Excerpted data ->
------
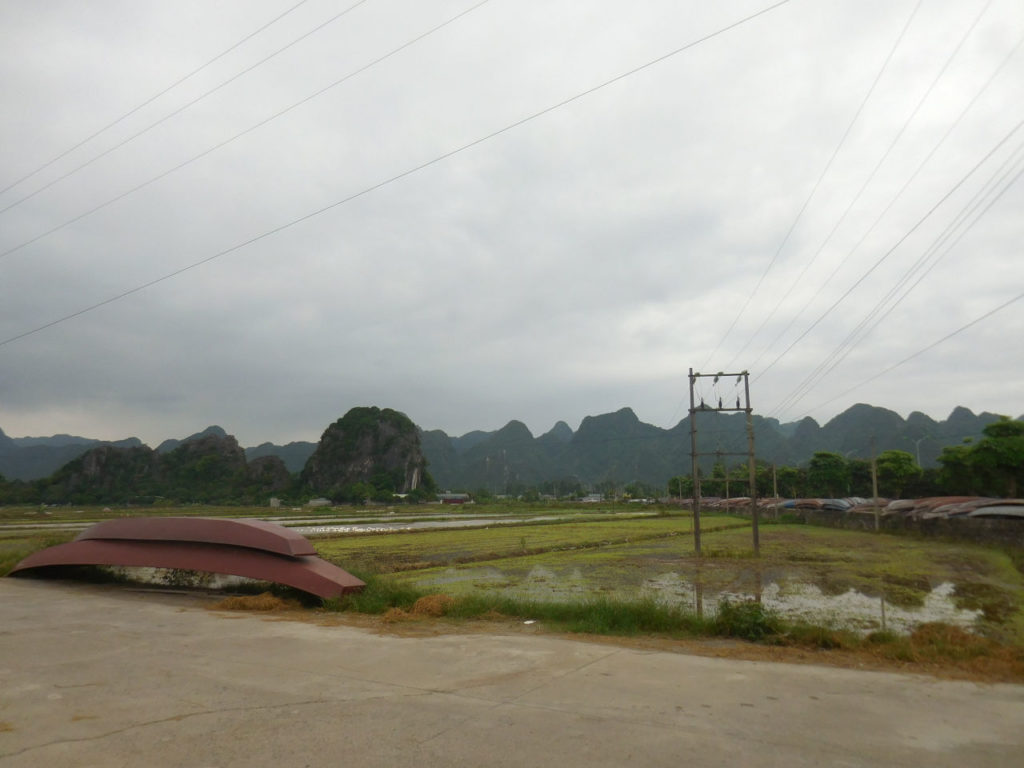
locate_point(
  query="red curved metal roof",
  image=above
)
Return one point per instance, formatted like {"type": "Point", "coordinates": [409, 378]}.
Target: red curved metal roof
{"type": "Point", "coordinates": [230, 549]}
{"type": "Point", "coordinates": [254, 534]}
------
Task prompt -> Please edit these records by replacing "red curved metal roof" with "corrugated metal roof" and changing nothing else. Leave the pictures out of your answer.

Exercise response ->
locate_point(
  query="corrugated metal roof",
  image=above
)
Return one point per instance, formatted like {"type": "Point", "coordinates": [409, 378]}.
Target: corrugated metal roof
{"type": "Point", "coordinates": [230, 549]}
{"type": "Point", "coordinates": [254, 534]}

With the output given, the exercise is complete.